## PROVIDED DATA

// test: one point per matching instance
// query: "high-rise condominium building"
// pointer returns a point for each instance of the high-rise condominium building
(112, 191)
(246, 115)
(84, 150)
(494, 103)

## TASK DETAILS
Convert every line of the records above into a Markdown table with the columns "Row" and "Record line", numbering each row and omitting any blank lines.

## WRITTEN RESPONSE
| Row | Record line |
|---|---|
| 1 | // test: one point per matching instance |
| 2 | // query: "high-rise condominium building" |
| 3 | // pointer returns a point for each instance of the high-rise condominium building |
| 4 | (112, 191) |
| 5 | (246, 115) |
| 6 | (84, 150) |
| 7 | (494, 103) |